■ Brano scelto
* * * *

Siamo del parere che, per la  Milano calcistica, di miracoli, ieri, ne siano accaduti due: il primo, quello (il solo) celebrato dalla rosea, è la prima vittoria sul terreno di S.Siro/Meazza del Milan.
Ma noi vorremmo celebrare un altro “miracolo”, peraltro non solo ignorato, ma, addirittura, generato dalla stessa Gazzetta: hanno cambiato le regole  (e la logica matematica) di stilare la classifica del nostro massimo campionato di calcio.

In effetti, i lettori possono verificare che, al momento in cui scriviamo, i tre quotidiani sportivi italiani stilano la loro classifica, dopo la quinta giornata,  come segue:
- Corriere dello Sport: in testa la Juventus;
- Tuttosport: in testa la Juventus;
- Gazzetta dello Sport: in testa il Napoli.

Dov’è  il “miracolo”? Non certo nel fatto che la “rosea” si discosta dagli altri due quotidiani, ma nei “perché” (nascosti). 

Leggendo attentamente i numeri della classifica, se ne deduce che Napoli e Juventus hanno lo stesso punteggio (13); hanno giocato lo stesso numero di  partite (5); hanno segnato lo stesso numero di gol in totale (11) ; hanno subito lo stesso numero di gol in totale (2). Perfetta parità.

Chi conosce poco di calcio potrebbe optare per una elencazione in ordine alfabetico (sarebbe comunque prima Juve e seconda il Napoli). Ma la Gazzetta dovrebbe conoscere bene il calcio.

Chi, invece, conosce bene il calcio, sa che esiste un altro “indicatore” che comporta una notevole differenza nella rappresentazione di contingenti  valori delle squadre in parità totale.

Questo indicatore si chiame “media inglese” che assegna un peso diverso in relazione alle partite giocate in casa ed alla partite giocate fuori casa. Questo indicatore, dopo la quinta partita dice: Juventus +4; Napoli +2 (ovviamente, perché la Juventus ha giocato 3 partite in trasferta, mentre il Napoli, in trasferta,  ne ha giocate solo 2).

* * * *

■ Dati forniti
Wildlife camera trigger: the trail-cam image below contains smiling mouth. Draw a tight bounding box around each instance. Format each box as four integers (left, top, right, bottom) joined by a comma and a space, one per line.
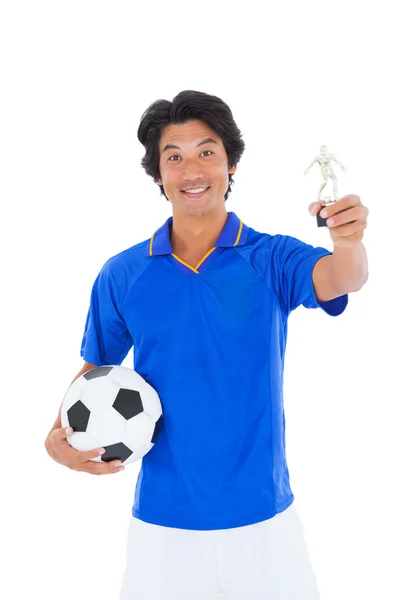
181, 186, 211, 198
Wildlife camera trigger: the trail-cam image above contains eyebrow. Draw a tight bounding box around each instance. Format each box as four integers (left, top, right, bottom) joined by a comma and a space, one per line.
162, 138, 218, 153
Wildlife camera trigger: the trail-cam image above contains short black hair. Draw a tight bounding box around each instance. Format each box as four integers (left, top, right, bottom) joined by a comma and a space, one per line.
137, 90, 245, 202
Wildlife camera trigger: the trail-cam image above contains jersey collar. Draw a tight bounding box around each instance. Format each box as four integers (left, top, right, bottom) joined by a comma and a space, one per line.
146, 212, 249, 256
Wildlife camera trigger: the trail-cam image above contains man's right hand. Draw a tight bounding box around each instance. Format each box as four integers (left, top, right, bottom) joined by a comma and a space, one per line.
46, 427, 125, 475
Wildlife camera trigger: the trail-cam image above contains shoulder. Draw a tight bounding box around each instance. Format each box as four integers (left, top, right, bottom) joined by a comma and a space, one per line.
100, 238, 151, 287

* * * *

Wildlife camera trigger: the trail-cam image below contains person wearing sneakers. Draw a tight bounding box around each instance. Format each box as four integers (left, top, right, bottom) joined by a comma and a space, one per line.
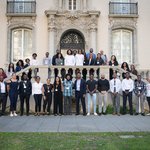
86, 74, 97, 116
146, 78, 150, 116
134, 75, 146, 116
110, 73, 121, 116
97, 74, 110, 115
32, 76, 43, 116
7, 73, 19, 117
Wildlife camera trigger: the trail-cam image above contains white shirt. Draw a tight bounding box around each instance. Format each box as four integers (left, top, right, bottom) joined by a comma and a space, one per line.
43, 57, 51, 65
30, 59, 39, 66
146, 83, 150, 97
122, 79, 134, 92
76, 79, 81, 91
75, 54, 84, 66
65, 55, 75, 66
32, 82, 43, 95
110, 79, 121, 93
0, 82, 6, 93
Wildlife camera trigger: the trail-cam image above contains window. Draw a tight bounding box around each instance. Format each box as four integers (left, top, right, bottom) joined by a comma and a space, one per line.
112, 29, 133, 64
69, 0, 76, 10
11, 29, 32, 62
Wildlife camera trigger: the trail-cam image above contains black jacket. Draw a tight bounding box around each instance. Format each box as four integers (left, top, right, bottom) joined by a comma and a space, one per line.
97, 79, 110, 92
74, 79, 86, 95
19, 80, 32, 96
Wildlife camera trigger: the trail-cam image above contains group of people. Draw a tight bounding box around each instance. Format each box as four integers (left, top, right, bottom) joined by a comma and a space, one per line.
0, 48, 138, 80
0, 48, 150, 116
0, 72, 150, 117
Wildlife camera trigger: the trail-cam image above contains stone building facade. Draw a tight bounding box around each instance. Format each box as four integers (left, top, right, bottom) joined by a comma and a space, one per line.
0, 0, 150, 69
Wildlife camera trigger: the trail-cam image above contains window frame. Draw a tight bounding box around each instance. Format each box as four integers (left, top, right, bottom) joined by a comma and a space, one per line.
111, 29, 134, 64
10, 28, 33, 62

* * * *

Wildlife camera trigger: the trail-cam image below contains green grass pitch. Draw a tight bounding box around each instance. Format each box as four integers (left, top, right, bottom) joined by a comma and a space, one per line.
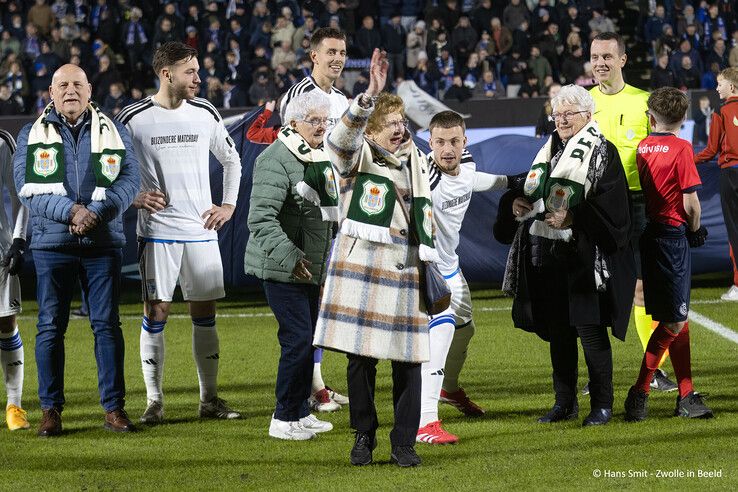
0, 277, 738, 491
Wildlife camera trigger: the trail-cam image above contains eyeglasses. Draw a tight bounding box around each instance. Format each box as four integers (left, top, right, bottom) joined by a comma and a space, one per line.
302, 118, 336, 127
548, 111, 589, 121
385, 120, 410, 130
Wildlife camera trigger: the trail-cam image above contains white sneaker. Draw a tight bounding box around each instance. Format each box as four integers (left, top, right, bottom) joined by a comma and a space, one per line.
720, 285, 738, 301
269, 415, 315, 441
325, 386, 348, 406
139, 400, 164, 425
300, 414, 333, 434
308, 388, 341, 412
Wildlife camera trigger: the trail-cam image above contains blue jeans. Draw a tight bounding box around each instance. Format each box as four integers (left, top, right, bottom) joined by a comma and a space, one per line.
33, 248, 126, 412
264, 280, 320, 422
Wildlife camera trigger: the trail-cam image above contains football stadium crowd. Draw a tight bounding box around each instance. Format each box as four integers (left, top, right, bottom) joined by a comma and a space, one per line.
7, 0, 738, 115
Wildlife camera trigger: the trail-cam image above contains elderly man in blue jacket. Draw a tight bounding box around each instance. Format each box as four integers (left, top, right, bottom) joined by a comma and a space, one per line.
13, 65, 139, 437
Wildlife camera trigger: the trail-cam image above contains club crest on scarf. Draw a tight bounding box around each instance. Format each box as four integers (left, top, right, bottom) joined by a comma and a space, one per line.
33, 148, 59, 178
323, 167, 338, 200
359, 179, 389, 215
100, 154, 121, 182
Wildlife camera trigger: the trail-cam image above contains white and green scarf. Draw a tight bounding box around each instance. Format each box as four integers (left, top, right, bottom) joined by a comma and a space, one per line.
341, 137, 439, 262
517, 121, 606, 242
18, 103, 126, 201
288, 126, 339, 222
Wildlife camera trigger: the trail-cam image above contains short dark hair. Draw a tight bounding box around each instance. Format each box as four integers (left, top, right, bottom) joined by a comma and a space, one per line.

* * * *

■ Cosa fare
**1.** Nel brano scelto, quale squadra è in testa alla classifica della Gazzetta dello Sport dopo la quinta giornata?
**2.** Riporta parola per parola la parte del brano scelto che comincia con "In effetti, i" e termina con "(2). Perfetta parità.".
Il materiale non ha alcun legame con il brano scelto.

■ Soluzioni per compito
**1.** Il Napoli.

**2.**
In effetti, i lettori possono verificare che, al momento in cui scriviamo, i tre quotidiani sportivi italiani stilano la loro classifica, dopo la quinta giornata,  come segue:
- Corriere dello Sport: in testa la Juventus;
- Tuttosport: in testa la Juventus;
- Gazzetta dello Sport: in testa il Napoli.

Dov’è  il “miracolo”? Non certo nel fatto che la “rosea” si discosta dagli altri due quotidiani, ma nei “perché” (nascosti). 

Leggendo attentamente i numeri della classifica, se ne deduce che Napoli e Juventus hanno lo stesso punteggio (13); hanno giocato lo stesso numero di  partite (5); hanno segnato lo stesso numero di gol in totale (11) ; hanno subito lo stesso numero di gol in totale (2). Perfetta parità.